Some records
[Start]

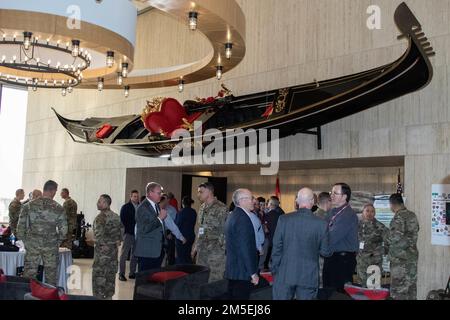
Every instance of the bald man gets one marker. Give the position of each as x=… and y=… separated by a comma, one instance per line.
x=299, y=240
x=241, y=268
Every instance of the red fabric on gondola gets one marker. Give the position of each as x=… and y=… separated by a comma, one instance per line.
x=170, y=118
x=162, y=277
x=268, y=276
x=359, y=293
x=2, y=276
x=42, y=291
x=104, y=131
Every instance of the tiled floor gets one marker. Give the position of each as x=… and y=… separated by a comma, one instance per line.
x=124, y=289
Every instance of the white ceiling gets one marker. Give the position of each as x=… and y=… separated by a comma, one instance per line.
x=141, y=4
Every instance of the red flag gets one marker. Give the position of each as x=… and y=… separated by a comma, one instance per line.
x=277, y=188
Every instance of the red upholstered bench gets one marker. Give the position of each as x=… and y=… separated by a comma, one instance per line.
x=171, y=117
x=104, y=132
x=360, y=293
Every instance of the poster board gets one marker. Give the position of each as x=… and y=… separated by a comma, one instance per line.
x=383, y=210
x=440, y=214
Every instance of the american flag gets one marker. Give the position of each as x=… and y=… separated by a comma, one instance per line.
x=399, y=184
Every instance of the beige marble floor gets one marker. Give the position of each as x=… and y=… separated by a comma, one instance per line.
x=124, y=289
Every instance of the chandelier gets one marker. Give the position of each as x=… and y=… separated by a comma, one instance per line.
x=72, y=43
x=28, y=62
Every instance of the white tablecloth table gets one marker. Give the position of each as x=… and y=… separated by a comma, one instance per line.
x=10, y=261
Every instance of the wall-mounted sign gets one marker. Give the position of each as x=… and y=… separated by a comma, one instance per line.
x=440, y=215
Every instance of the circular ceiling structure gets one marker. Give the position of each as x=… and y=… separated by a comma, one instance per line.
x=48, y=43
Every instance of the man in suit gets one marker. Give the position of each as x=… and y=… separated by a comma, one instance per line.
x=299, y=240
x=127, y=217
x=273, y=215
x=342, y=220
x=150, y=229
x=241, y=261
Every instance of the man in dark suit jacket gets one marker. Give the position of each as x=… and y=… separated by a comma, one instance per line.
x=185, y=221
x=272, y=219
x=299, y=239
x=127, y=217
x=241, y=260
x=150, y=229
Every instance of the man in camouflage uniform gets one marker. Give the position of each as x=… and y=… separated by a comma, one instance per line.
x=403, y=254
x=70, y=210
x=42, y=226
x=14, y=210
x=210, y=242
x=107, y=234
x=371, y=234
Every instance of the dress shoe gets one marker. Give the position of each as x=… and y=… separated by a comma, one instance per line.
x=122, y=277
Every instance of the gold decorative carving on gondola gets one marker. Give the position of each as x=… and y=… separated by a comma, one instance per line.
x=152, y=106
x=281, y=100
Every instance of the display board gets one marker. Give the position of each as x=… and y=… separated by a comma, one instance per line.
x=440, y=214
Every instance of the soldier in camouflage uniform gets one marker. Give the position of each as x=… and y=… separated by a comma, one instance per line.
x=108, y=236
x=371, y=234
x=42, y=226
x=14, y=210
x=70, y=210
x=210, y=242
x=403, y=255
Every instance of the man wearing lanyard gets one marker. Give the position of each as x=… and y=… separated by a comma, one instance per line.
x=150, y=230
x=343, y=230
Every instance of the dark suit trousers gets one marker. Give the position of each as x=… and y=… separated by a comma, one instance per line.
x=239, y=289
x=145, y=264
x=171, y=251
x=282, y=291
x=338, y=270
x=268, y=257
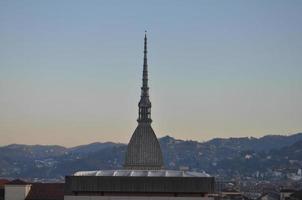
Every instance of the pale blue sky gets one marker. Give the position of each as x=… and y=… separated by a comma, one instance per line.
x=70, y=71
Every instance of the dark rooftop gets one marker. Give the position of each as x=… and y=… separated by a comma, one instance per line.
x=46, y=191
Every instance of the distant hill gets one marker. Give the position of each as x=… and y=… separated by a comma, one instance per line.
x=223, y=157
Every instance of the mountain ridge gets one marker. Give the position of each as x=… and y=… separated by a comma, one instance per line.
x=219, y=156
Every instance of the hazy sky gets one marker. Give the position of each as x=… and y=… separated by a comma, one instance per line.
x=70, y=71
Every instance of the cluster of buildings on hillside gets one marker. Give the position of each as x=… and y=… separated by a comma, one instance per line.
x=143, y=176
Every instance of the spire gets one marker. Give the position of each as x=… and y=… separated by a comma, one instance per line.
x=144, y=115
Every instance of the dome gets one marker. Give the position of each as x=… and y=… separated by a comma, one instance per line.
x=143, y=150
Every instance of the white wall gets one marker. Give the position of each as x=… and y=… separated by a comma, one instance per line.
x=16, y=192
x=133, y=198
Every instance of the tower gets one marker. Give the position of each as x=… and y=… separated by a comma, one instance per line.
x=143, y=152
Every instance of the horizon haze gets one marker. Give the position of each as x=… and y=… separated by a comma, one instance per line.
x=70, y=71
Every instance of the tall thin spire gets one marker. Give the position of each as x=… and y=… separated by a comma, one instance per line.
x=144, y=105
x=143, y=151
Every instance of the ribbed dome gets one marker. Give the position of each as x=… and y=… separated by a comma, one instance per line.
x=144, y=151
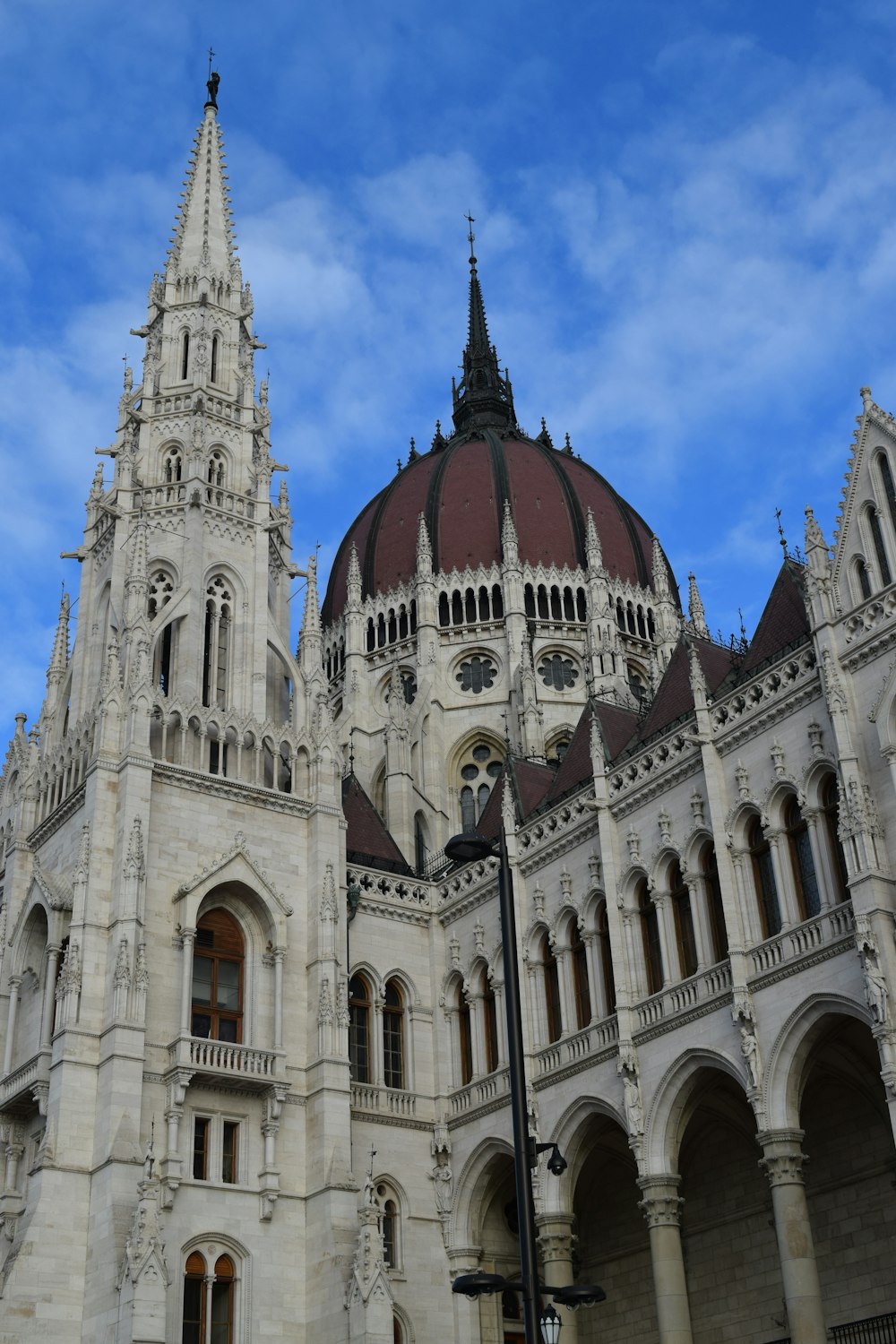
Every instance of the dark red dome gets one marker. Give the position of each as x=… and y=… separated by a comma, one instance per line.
x=461, y=488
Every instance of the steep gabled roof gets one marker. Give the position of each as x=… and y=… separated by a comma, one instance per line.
x=673, y=699
x=530, y=784
x=367, y=840
x=785, y=620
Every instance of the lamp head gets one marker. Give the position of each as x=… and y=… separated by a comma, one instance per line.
x=551, y=1325
x=469, y=846
x=478, y=1284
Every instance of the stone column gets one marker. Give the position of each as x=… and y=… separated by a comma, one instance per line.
x=187, y=937
x=556, y=1244
x=668, y=941
x=279, y=997
x=661, y=1206
x=15, y=984
x=48, y=996
x=783, y=1163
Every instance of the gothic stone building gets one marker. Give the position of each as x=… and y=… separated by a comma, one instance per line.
x=254, y=1070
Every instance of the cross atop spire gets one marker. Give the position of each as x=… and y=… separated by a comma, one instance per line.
x=484, y=395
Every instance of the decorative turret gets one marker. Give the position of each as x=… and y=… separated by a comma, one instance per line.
x=484, y=395
x=694, y=609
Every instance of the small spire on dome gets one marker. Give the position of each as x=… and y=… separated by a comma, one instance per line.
x=484, y=395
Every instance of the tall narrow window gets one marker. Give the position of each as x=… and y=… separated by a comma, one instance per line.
x=389, y=1223
x=359, y=1030
x=763, y=875
x=683, y=916
x=222, y=1303
x=551, y=989
x=650, y=938
x=392, y=1037
x=465, y=1037
x=218, y=978
x=490, y=1026
x=194, y=1322
x=579, y=957
x=831, y=812
x=230, y=1153
x=201, y=1147
x=712, y=886
x=220, y=605
x=880, y=550
x=606, y=957
x=802, y=862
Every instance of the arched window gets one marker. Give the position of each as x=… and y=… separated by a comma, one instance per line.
x=194, y=1316
x=479, y=768
x=465, y=1038
x=390, y=1226
x=209, y=1316
x=650, y=937
x=394, y=1037
x=683, y=916
x=220, y=605
x=359, y=1030
x=763, y=876
x=831, y=814
x=218, y=978
x=217, y=468
x=172, y=465
x=802, y=862
x=579, y=959
x=710, y=870
x=551, y=989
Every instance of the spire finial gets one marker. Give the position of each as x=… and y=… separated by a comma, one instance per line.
x=211, y=83
x=484, y=395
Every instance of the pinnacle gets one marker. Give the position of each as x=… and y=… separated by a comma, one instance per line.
x=203, y=241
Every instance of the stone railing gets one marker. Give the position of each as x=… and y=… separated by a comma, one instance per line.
x=804, y=940
x=479, y=1091
x=19, y=1082
x=382, y=886
x=702, y=988
x=581, y=1047
x=226, y=1061
x=381, y=1101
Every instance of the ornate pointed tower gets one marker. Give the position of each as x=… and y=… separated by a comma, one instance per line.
x=168, y=832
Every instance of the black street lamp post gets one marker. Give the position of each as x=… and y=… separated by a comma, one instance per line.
x=462, y=849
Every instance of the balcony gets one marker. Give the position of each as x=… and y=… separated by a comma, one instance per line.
x=383, y=1101
x=27, y=1083
x=814, y=940
x=222, y=1061
x=581, y=1048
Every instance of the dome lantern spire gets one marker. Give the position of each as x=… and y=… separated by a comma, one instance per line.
x=484, y=395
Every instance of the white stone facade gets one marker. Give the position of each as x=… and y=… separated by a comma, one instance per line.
x=705, y=916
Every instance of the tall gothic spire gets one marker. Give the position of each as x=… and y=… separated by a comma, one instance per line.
x=484, y=395
x=203, y=241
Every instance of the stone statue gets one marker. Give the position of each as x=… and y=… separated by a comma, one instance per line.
x=750, y=1050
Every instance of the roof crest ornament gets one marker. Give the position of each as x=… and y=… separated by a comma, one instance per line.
x=484, y=395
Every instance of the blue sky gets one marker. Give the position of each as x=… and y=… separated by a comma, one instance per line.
x=685, y=228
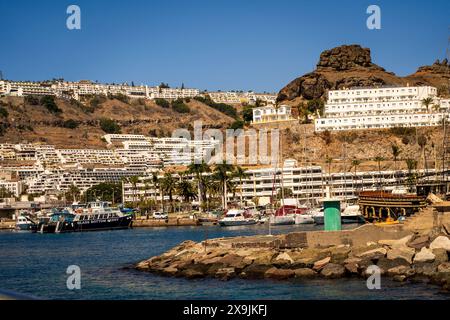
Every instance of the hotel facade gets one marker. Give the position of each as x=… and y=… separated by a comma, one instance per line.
x=386, y=107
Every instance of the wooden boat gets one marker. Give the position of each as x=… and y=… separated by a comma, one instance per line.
x=378, y=206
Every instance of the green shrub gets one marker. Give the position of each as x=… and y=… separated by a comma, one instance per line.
x=238, y=124
x=180, y=107
x=49, y=103
x=71, y=124
x=109, y=125
x=222, y=107
x=162, y=103
x=120, y=97
x=3, y=112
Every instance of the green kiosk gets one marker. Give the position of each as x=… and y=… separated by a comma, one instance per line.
x=332, y=214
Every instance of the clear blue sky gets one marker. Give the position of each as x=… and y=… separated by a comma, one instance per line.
x=212, y=44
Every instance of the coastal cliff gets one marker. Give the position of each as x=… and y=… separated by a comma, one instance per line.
x=351, y=66
x=409, y=252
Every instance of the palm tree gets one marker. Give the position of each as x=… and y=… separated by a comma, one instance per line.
x=156, y=186
x=355, y=164
x=221, y=173
x=169, y=185
x=241, y=174
x=186, y=190
x=411, y=164
x=134, y=180
x=378, y=159
x=427, y=102
x=395, y=150
x=422, y=142
x=73, y=192
x=198, y=169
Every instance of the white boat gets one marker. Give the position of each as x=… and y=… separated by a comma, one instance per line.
x=305, y=218
x=235, y=217
x=351, y=214
x=25, y=223
x=282, y=220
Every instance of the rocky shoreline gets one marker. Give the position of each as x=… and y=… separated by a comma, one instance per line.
x=415, y=257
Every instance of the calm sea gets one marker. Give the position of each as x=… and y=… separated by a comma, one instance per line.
x=36, y=264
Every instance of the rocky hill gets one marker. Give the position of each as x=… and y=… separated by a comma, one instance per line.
x=351, y=66
x=75, y=125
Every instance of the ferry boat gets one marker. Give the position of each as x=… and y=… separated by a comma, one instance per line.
x=96, y=216
x=25, y=223
x=382, y=205
x=235, y=217
x=349, y=215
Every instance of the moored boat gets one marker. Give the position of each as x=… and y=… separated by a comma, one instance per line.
x=25, y=223
x=235, y=217
x=97, y=216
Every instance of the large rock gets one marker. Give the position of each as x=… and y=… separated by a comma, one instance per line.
x=254, y=271
x=373, y=254
x=279, y=274
x=233, y=261
x=333, y=270
x=441, y=255
x=401, y=270
x=318, y=265
x=304, y=273
x=424, y=255
x=225, y=273
x=418, y=242
x=401, y=252
x=397, y=242
x=441, y=242
x=339, y=254
x=283, y=259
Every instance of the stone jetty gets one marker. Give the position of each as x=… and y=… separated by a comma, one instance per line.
x=403, y=252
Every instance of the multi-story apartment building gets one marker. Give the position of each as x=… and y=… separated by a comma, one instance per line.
x=306, y=183
x=226, y=97
x=270, y=113
x=385, y=107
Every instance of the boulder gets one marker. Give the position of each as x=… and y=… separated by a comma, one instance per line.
x=254, y=271
x=401, y=252
x=333, y=270
x=385, y=264
x=418, y=242
x=225, y=273
x=402, y=271
x=233, y=261
x=304, y=273
x=171, y=271
x=318, y=265
x=424, y=255
x=441, y=242
x=192, y=274
x=283, y=258
x=396, y=243
x=425, y=269
x=441, y=255
x=400, y=278
x=279, y=274
x=373, y=254
x=339, y=254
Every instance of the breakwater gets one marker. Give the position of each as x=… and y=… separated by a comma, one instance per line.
x=402, y=252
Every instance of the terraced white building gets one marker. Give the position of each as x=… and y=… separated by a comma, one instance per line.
x=386, y=107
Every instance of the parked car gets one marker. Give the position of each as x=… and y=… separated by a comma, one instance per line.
x=160, y=215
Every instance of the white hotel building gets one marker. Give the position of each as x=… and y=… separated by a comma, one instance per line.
x=270, y=114
x=386, y=107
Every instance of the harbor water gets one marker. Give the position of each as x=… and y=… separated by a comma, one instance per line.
x=36, y=264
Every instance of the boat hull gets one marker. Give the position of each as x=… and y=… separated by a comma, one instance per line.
x=236, y=223
x=115, y=223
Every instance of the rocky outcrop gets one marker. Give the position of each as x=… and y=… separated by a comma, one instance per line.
x=350, y=66
x=224, y=260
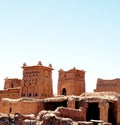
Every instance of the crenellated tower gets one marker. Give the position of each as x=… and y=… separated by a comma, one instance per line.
x=71, y=82
x=37, y=81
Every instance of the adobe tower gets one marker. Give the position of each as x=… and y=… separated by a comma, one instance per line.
x=37, y=81
x=71, y=82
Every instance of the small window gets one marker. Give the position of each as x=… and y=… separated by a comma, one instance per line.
x=29, y=94
x=12, y=86
x=10, y=110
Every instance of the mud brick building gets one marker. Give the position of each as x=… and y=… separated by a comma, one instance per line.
x=37, y=81
x=108, y=85
x=71, y=82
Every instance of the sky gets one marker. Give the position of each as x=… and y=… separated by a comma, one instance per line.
x=66, y=33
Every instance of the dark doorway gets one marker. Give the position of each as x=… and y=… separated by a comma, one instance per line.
x=93, y=111
x=53, y=105
x=64, y=91
x=112, y=115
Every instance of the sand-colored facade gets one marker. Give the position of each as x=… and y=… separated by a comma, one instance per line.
x=112, y=85
x=34, y=93
x=71, y=82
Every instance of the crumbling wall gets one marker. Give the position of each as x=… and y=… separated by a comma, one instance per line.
x=74, y=114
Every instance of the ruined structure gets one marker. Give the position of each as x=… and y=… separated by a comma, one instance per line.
x=34, y=95
x=108, y=85
x=71, y=82
x=37, y=81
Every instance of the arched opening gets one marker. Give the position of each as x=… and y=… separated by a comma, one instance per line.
x=112, y=114
x=64, y=91
x=93, y=112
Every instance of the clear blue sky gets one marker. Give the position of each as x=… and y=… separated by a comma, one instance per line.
x=67, y=33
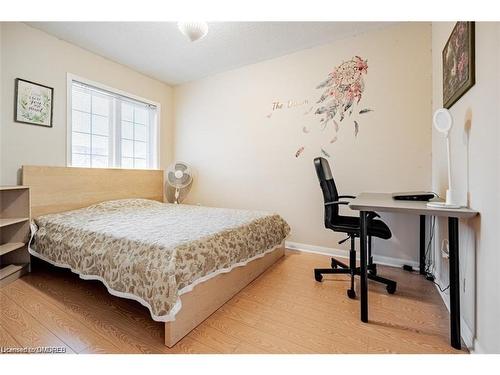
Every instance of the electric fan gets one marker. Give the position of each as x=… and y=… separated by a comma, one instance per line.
x=443, y=122
x=179, y=177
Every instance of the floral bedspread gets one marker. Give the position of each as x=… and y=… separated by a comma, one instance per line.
x=153, y=252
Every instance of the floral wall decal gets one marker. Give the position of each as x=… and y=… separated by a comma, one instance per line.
x=340, y=97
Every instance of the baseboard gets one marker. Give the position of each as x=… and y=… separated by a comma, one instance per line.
x=466, y=332
x=387, y=261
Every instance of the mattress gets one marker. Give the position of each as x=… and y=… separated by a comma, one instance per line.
x=154, y=252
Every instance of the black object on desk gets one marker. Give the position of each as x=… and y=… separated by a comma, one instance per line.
x=365, y=202
x=414, y=196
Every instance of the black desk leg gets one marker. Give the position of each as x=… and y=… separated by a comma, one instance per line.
x=454, y=283
x=363, y=215
x=422, y=245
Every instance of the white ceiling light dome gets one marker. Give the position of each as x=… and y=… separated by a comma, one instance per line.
x=193, y=30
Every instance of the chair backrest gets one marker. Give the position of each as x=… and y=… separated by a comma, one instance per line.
x=328, y=188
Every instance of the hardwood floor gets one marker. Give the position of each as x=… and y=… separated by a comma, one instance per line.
x=283, y=311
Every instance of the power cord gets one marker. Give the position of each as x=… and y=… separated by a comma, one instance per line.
x=429, y=256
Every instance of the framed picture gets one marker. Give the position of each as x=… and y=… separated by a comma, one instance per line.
x=458, y=63
x=33, y=103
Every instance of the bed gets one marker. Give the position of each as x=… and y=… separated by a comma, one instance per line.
x=182, y=262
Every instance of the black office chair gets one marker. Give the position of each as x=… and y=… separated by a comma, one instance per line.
x=351, y=226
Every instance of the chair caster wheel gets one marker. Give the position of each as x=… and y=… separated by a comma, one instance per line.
x=391, y=288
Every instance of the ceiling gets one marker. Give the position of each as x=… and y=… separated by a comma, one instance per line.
x=159, y=50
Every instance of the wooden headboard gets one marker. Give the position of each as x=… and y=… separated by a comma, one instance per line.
x=57, y=189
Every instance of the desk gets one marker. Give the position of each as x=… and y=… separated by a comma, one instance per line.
x=382, y=202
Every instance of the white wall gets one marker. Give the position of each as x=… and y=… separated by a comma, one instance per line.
x=476, y=179
x=36, y=56
x=245, y=159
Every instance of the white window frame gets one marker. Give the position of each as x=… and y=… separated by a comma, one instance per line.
x=155, y=127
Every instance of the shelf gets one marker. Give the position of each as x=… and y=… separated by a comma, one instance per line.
x=13, y=220
x=10, y=246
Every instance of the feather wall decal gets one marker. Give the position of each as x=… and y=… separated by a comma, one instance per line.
x=299, y=151
x=325, y=153
x=336, y=125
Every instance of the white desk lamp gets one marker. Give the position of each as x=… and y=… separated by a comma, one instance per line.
x=443, y=122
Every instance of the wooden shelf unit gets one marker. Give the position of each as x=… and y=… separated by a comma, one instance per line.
x=14, y=232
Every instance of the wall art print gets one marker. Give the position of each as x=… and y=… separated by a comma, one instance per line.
x=33, y=103
x=458, y=63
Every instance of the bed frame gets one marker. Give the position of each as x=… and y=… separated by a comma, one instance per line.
x=57, y=189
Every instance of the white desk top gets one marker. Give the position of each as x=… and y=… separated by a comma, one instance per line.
x=383, y=202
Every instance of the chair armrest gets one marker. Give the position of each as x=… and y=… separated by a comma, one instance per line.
x=335, y=203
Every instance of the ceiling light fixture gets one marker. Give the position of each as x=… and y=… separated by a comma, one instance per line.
x=193, y=30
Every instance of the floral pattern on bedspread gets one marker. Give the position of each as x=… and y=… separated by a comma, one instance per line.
x=153, y=250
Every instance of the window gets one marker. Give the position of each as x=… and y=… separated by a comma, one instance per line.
x=109, y=129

[End]

TASK REQUIREMENTS: Rewrite the rows starting with the line containing "Every instance of the sky" and going on through the line containing "x=112, y=115", keeping every line, requests included, but shift each x and y coordinate in the answers by -73.

TASK RESULT:
Every instance of the sky gets one marker. Give the position of each as x=… and y=… separated by a comma, one instance per line.
x=-7, y=-40
Every instance of the dark doorway gets one marker. Give the position of each as x=… and y=… separated by a comma, one instance per line.
x=20, y=38
x=-20, y=32
x=-9, y=18
x=39, y=42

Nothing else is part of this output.